ÉPOCA – Como será o Estado no futuro?
Bobbitt
- O fim do Estado-nação não é o fim do Estado, que sempre será necessário para proporcionar segurança, organização fiscal e lei. O Estado não está morrendo, apenas sofre mais uma de suas transformações periódicas. Se a mudança será boa ou ruim, só o tempo dirá. A nova sociedade política mundial será ditada pelas regras do mercado, e o futuro Estado-mercado será coordenado por uma ordem jurídica mundial, supranacional.

ÉPOCA – Quando o senhor escreveu seu livro, as nações emergentes que integram os Brics (Brasil, Rússia, Índia, China e a recém-integrada África do Sul) não eram as potências que são hoje. Esses países se enquadram na definição de Estado-mercado?
Bobbitt -
Perfeitamente. Os emergentes evoluíram de modelos de governo de Estados-nação para Estados-mercado. Índia e China usavam o aparato político para comandar a economia. Um dia saíram desse modelo, se abriram e se integraram ao Estado-mercado. Agora participam do comércio mundial e suas economias afetam e são afetadas pelo mercado global. Tiraram da posição abaixo da linha da pobreza cerca de 40% de sua população e dobraram suas receitas. Nunca ocorreu nada parecido em um período tão curto de tempo. Isso aconteceu por causa da integração ao Estado-mercado.

ÉPOCA – O senhor acredita no declínio do poder americano?
--------------------
> [TAREFAS DO EXERCÍCIO]
A - Na entrevista sobre o futuro do Estado, para que funções o Estado sempre será necessário?
B - Transcreva fielmente a parte da entrevista sobre o futuro do Estado que começa nas palavras que contêm "ÉPOCA – Como" e termina logo após "definição de Estado-mercado?".

> [ITENS FORNECIDOS]
--------------------
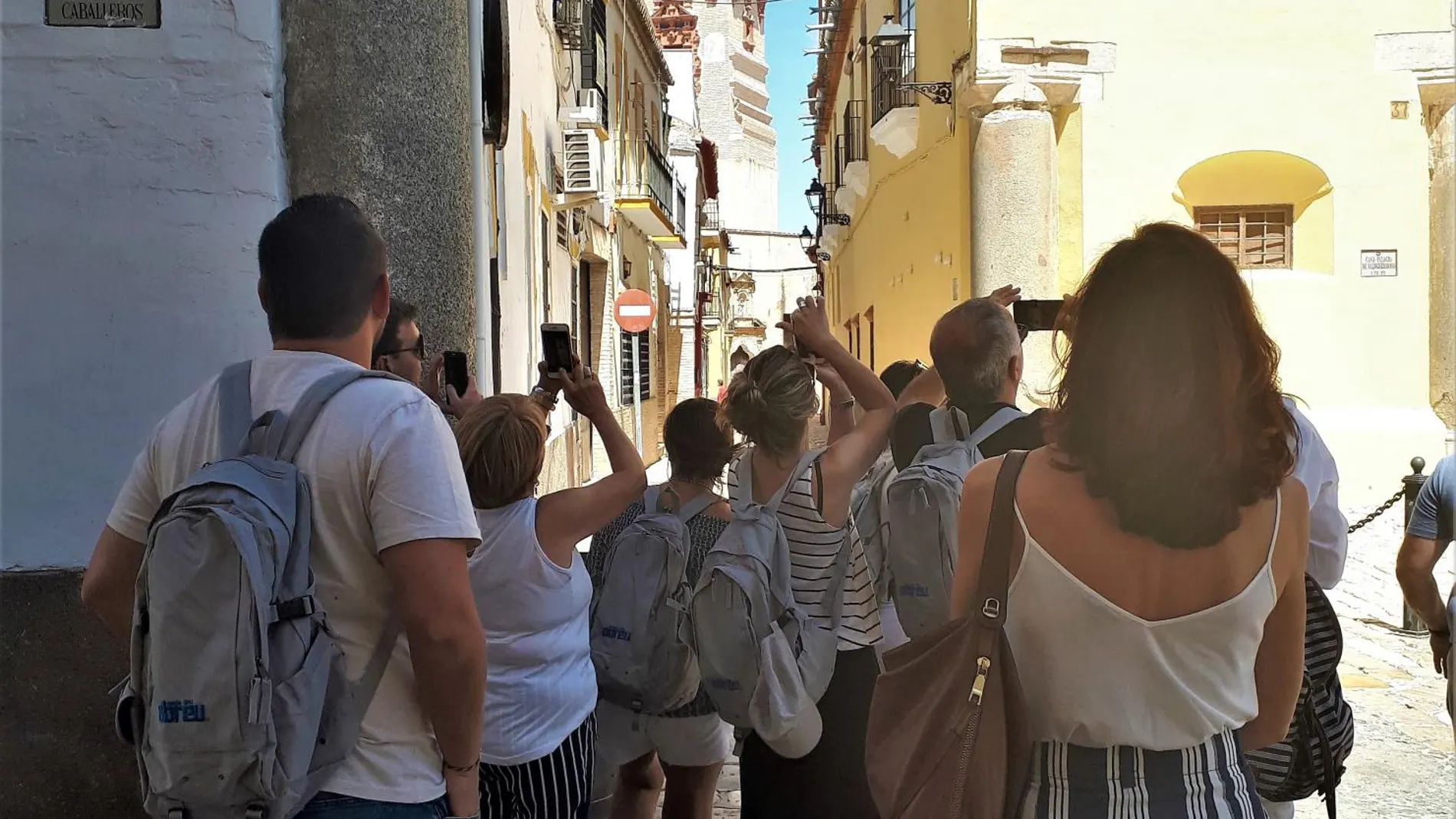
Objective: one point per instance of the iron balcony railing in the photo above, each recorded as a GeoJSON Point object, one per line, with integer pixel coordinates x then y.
{"type": "Point", "coordinates": [647, 173]}
{"type": "Point", "coordinates": [893, 67]}
{"type": "Point", "coordinates": [711, 221]}
{"type": "Point", "coordinates": [857, 136]}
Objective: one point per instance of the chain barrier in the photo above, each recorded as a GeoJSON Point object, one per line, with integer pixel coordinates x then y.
{"type": "Point", "coordinates": [1379, 511]}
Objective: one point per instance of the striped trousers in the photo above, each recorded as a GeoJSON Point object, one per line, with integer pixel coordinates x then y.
{"type": "Point", "coordinates": [558, 786]}
{"type": "Point", "coordinates": [1205, 781]}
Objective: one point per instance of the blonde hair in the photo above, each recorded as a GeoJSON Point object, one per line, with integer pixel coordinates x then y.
{"type": "Point", "coordinates": [772, 399]}
{"type": "Point", "coordinates": [503, 448]}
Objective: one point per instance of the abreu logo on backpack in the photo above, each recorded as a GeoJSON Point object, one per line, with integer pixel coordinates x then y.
{"type": "Point", "coordinates": [744, 603]}
{"type": "Point", "coordinates": [238, 703]}
{"type": "Point", "coordinates": [922, 506]}
{"type": "Point", "coordinates": [1312, 757]}
{"type": "Point", "coordinates": [640, 608]}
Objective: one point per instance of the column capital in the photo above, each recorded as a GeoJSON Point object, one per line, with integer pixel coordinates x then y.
{"type": "Point", "coordinates": [1427, 57]}
{"type": "Point", "coordinates": [1063, 71]}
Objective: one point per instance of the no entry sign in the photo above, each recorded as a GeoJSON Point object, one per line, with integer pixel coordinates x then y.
{"type": "Point", "coordinates": [635, 310]}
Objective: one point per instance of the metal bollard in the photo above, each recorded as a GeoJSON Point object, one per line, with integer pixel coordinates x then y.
{"type": "Point", "coordinates": [1412, 488]}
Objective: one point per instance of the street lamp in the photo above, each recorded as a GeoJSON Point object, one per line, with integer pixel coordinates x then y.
{"type": "Point", "coordinates": [815, 195]}
{"type": "Point", "coordinates": [891, 48]}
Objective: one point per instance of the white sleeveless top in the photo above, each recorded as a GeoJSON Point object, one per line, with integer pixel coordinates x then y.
{"type": "Point", "coordinates": [540, 686]}
{"type": "Point", "coordinates": [1097, 675]}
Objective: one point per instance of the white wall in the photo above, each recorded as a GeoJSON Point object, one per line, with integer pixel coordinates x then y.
{"type": "Point", "coordinates": [139, 168]}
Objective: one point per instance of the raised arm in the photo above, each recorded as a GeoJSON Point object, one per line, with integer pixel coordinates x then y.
{"type": "Point", "coordinates": [849, 457]}
{"type": "Point", "coordinates": [571, 516]}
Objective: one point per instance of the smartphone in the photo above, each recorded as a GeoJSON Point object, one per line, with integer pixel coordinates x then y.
{"type": "Point", "coordinates": [1035, 315]}
{"type": "Point", "coordinates": [789, 341]}
{"type": "Point", "coordinates": [556, 348]}
{"type": "Point", "coordinates": [457, 372]}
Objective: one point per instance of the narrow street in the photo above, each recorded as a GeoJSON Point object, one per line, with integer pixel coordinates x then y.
{"type": "Point", "coordinates": [1402, 765]}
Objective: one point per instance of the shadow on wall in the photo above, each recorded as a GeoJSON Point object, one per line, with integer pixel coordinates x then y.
{"type": "Point", "coordinates": [58, 749]}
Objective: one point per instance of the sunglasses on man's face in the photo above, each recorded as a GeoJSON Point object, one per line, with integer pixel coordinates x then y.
{"type": "Point", "coordinates": [418, 349]}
--------------------
> [EXERCÍCIO RESOLVIDO]
A - Para proporcionar segurança, organização fiscal e lei.

B -
ÉPOCA – Como será o Estado no futuro?
Bobbitt
- O fim do Estado-nação não é o fim do Estado, que sempre será necessário para proporcionar segurança, organização fiscal e lei. O Estado não está morrendo, apenas sofre mais uma de suas transformações periódicas. Se a mudança será boa ou ruim, só o tempo dirá. A nova sociedade política mundial será ditada pelas regras do mercado, e o futuro Estado-mercado será coordenado por uma ordem jurídica mundial, supranacional.

ÉPOCA – Quando o senhor escreveu seu livro, as nações emergentes que integram os Brics (Brasil, Rússia, Índia, China e a recém-integrada África do Sul) não eram as potências que são hoje. Esses países se enquadram na definição de Estado-mercado?